## WHAT YOU ARE ASKED TO DO:
The copy should hold exactly the lines below from the one that contains "Target: open car door" through the one that contains "Target: player's elbow" and nothing else, so no pictures.
======== DATA SUPPLIED
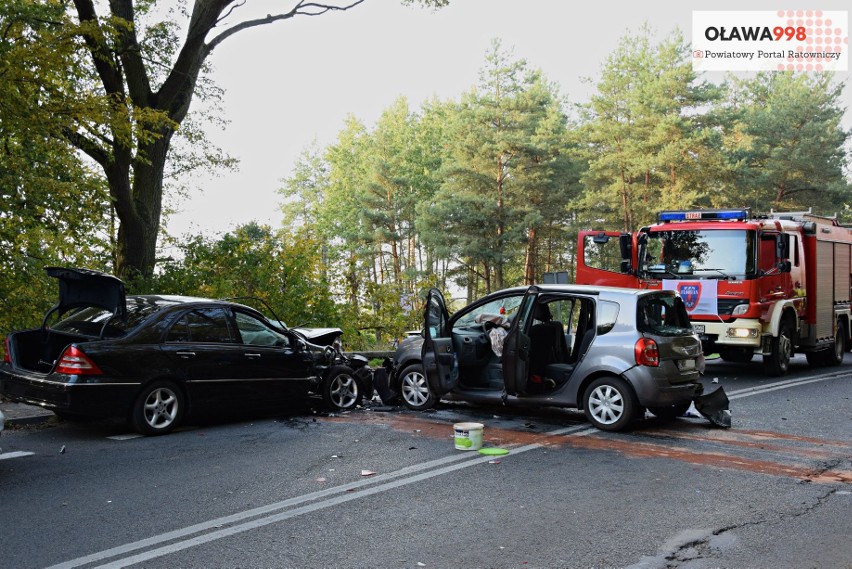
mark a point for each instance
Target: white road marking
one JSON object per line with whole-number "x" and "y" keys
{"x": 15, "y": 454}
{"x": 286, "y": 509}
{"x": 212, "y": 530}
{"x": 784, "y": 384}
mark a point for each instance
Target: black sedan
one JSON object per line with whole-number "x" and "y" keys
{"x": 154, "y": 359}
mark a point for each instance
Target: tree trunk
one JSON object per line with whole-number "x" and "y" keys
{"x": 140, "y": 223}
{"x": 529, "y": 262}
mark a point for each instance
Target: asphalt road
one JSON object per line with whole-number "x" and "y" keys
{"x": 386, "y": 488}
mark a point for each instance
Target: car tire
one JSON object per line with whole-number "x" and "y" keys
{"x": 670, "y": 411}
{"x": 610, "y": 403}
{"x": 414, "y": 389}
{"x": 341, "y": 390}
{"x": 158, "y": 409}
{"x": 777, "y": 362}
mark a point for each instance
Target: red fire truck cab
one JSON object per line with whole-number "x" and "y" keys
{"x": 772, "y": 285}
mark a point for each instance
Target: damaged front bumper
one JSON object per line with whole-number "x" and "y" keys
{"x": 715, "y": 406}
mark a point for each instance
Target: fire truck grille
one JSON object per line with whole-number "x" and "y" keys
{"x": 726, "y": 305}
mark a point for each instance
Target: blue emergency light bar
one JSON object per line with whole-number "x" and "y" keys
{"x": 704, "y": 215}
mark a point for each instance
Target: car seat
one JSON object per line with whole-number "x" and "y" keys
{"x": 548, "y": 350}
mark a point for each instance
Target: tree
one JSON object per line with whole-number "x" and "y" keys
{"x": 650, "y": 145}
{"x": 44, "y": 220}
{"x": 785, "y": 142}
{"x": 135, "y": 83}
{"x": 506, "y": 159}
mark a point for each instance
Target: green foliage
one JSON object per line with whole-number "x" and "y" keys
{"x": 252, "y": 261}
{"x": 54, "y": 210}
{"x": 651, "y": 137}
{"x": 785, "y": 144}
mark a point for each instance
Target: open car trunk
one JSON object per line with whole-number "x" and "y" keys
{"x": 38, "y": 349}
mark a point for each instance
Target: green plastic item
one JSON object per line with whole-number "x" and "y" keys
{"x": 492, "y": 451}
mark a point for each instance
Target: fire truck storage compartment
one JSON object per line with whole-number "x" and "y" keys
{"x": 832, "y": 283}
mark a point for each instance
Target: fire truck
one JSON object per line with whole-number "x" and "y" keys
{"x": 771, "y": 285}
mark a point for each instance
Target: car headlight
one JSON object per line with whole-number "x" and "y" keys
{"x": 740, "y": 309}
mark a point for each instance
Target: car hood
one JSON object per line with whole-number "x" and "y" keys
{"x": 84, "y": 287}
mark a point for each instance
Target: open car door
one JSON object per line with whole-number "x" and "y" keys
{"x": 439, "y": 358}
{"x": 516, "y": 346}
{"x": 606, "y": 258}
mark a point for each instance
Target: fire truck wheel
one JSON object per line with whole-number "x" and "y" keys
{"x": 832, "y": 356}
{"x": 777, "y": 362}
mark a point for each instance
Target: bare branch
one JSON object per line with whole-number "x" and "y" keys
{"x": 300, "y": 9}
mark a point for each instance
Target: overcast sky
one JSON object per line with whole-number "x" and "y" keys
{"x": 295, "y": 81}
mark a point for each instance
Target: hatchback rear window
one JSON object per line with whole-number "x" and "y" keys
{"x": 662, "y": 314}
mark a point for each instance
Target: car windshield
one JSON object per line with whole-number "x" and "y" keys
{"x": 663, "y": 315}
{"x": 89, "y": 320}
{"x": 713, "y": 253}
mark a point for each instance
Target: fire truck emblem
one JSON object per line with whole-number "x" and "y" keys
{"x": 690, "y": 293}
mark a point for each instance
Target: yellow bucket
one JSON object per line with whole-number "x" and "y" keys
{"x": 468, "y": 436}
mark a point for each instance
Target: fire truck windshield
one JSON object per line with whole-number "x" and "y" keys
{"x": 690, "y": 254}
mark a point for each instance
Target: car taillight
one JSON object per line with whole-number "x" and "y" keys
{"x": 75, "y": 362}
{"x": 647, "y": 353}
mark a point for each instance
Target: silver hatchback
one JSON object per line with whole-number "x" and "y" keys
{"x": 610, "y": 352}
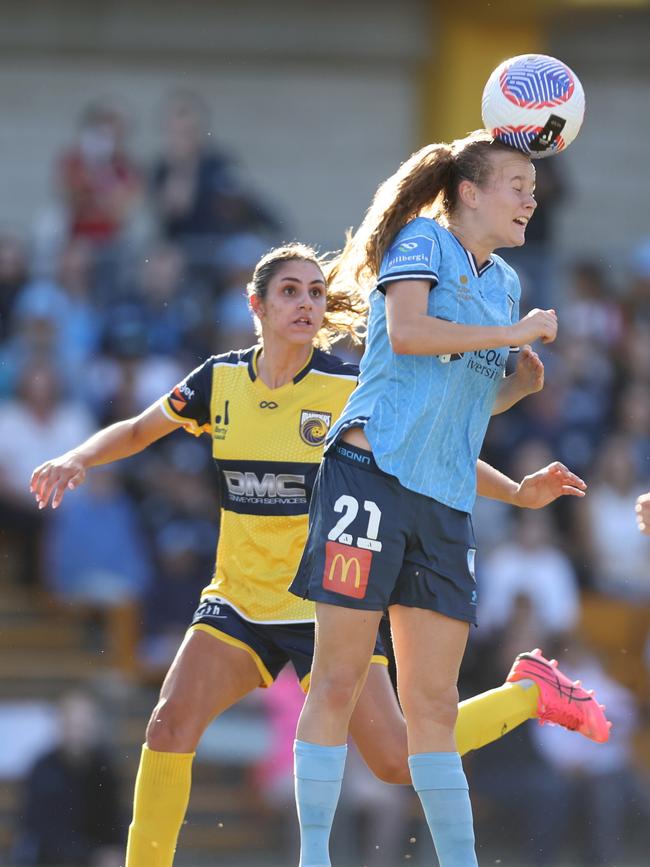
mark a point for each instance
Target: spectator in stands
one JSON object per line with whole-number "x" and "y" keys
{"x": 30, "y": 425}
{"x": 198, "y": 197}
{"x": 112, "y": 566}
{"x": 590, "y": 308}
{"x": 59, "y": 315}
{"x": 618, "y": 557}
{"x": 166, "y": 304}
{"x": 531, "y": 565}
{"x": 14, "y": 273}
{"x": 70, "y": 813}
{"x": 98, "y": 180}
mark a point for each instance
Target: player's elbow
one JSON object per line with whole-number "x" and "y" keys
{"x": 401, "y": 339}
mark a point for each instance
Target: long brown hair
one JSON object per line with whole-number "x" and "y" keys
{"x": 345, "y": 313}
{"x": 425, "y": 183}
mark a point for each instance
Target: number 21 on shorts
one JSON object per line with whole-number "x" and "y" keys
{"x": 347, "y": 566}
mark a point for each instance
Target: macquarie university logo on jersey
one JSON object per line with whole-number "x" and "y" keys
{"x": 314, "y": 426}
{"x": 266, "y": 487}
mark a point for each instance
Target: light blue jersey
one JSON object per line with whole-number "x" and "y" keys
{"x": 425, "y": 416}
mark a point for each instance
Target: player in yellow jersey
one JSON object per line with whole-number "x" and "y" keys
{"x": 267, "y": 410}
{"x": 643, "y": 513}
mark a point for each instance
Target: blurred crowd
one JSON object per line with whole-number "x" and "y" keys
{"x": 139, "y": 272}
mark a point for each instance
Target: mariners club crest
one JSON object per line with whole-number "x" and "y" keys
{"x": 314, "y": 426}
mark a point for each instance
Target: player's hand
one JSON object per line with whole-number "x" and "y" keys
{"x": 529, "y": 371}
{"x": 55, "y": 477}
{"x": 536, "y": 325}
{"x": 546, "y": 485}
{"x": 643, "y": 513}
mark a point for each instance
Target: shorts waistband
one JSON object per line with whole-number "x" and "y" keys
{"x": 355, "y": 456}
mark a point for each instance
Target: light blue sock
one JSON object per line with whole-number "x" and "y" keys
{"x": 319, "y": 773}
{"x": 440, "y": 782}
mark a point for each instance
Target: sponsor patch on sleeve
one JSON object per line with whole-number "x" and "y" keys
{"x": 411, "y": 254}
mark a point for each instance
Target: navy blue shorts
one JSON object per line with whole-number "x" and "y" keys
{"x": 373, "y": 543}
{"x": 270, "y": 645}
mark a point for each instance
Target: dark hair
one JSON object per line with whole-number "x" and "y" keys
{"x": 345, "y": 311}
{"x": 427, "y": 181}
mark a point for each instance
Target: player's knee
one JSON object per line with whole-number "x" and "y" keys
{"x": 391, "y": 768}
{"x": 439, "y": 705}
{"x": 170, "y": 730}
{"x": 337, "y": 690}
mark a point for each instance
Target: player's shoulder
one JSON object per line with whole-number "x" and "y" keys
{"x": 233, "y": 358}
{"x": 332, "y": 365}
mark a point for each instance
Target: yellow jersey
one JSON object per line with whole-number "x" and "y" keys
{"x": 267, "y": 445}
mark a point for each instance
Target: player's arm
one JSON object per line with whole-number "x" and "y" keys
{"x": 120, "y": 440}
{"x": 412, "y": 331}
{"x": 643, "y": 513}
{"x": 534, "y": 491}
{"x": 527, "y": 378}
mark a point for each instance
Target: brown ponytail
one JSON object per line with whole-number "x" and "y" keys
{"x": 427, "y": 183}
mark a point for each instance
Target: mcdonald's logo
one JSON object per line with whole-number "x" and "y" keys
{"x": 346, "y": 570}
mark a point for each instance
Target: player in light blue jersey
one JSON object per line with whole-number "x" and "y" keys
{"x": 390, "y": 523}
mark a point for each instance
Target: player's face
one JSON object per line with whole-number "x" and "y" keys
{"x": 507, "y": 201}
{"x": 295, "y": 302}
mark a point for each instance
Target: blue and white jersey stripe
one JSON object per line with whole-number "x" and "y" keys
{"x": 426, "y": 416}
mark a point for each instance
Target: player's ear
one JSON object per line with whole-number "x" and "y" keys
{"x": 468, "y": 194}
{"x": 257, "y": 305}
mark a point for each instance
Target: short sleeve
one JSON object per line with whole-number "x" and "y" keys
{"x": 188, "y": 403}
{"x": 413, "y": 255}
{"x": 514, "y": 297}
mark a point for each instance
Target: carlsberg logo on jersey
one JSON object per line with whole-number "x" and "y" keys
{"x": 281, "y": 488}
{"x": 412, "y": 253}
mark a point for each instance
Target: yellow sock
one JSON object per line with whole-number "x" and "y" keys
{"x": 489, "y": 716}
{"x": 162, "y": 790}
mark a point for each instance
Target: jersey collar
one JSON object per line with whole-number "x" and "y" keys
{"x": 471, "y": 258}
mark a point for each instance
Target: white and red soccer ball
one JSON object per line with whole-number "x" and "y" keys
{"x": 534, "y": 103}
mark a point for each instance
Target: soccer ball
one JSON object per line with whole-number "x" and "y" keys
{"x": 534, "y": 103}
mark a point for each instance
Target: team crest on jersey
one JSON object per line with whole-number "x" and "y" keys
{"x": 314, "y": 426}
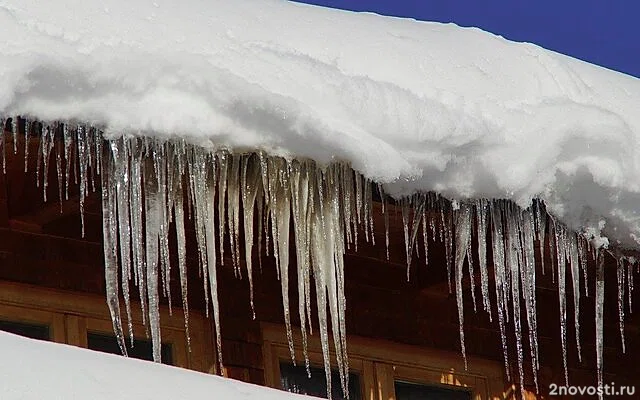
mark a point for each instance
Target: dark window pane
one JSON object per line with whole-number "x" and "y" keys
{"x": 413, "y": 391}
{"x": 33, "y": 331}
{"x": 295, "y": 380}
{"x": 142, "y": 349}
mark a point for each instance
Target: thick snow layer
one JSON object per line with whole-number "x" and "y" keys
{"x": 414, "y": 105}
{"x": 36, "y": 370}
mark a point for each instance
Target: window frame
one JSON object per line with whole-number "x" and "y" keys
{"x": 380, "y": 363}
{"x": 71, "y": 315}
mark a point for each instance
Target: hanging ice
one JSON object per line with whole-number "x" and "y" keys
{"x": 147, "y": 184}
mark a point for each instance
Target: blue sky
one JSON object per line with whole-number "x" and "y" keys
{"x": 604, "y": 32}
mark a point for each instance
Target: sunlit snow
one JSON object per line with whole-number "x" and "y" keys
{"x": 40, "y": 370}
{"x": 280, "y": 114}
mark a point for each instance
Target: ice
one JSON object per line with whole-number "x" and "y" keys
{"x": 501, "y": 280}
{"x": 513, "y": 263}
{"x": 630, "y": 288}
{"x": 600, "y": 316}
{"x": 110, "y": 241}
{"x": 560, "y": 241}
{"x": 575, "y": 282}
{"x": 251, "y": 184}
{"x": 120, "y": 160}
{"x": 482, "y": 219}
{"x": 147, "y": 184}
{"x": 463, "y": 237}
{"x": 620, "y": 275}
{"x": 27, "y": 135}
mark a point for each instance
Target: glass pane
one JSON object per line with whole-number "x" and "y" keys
================
## ANSWER SPACE:
Target: open car door
one JSON object per line with whole-number "x" and "y" keys
{"x": 439, "y": 358}
{"x": 516, "y": 346}
{"x": 606, "y": 258}
mark a point for each instance
Target: fire truck wheel
one JSON object per line with whole-number "x" and "y" keys
{"x": 832, "y": 356}
{"x": 777, "y": 362}
mark a point for each instance
Target: bare branch
one JSON object per line with whole-number "x" and "y" keys
{"x": 300, "y": 9}
mark a point for each instance
Target: overcast sky
one JSON object per line with whole-number "x" and "y" keys
{"x": 295, "y": 81}
mark a point for each instance
Target: hatchback rear window
one JSON object per line with whole-number "x" and "y" keys
{"x": 662, "y": 314}
mark a point for each instance
Target: car windshield
one JSON object per line with whole-number "x" and "y" keys
{"x": 663, "y": 315}
{"x": 89, "y": 320}
{"x": 713, "y": 253}
mark a point for each instance
Target: fire truck emblem
one JSON object per line with whole-number "x" and "y" keys
{"x": 690, "y": 293}
mark a point for each instance
Target: yellow bucket
one JSON object per line with whole-number "x" and "y" keys
{"x": 468, "y": 436}
mark a point for each instance
Target: fire truck windshield
one JSON object per line with whole-number "x" and "y" keys
{"x": 690, "y": 254}
mark a point for each instance
Target: car taillight
one JSON object per line with whole-number "x" and "y" keys
{"x": 75, "y": 362}
{"x": 647, "y": 353}
mark a point for each instance
Target: silver hatchback
one JSON object per line with whole-number "x" and "y" keys
{"x": 610, "y": 352}
mark a point for each instance
Target: spectator in stands
one JSON object per line with whole-number "x" and "y" keys
{"x": 30, "y": 425}
{"x": 198, "y": 197}
{"x": 112, "y": 566}
{"x": 590, "y": 308}
{"x": 59, "y": 315}
{"x": 618, "y": 557}
{"x": 166, "y": 304}
{"x": 531, "y": 565}
{"x": 14, "y": 273}
{"x": 70, "y": 813}
{"x": 98, "y": 180}
mark a point for each instance
Target: player's elbow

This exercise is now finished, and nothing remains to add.